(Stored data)
══════════

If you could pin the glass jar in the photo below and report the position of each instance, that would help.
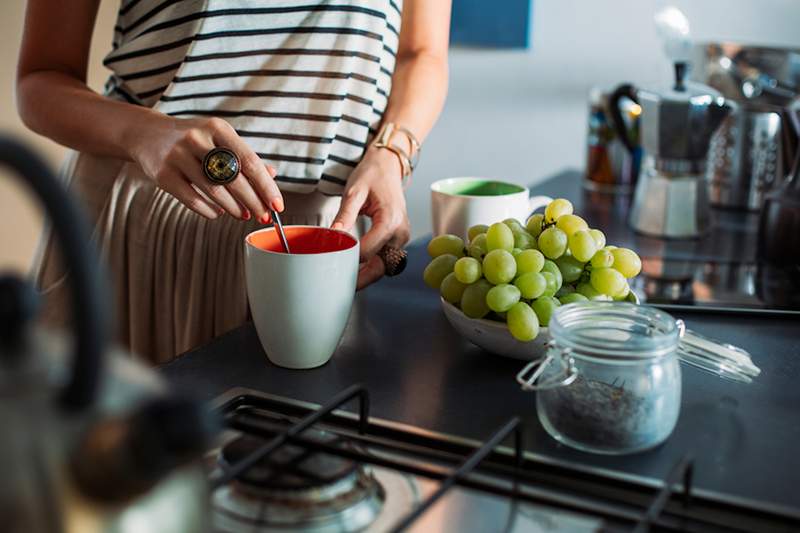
(610, 381)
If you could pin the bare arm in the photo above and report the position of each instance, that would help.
(419, 87)
(54, 100)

══════════

• _WHAT YOU SHOULD DO_: Print the records above exactly, minus pictures.

• _ANSWER BOX_:
If you could pin the glass jar in the photo below and report the position of each instance, that would help.
(610, 381)
If you could pin the bare arm in the photo above and report the position of each instance, that would help.
(419, 87)
(54, 100)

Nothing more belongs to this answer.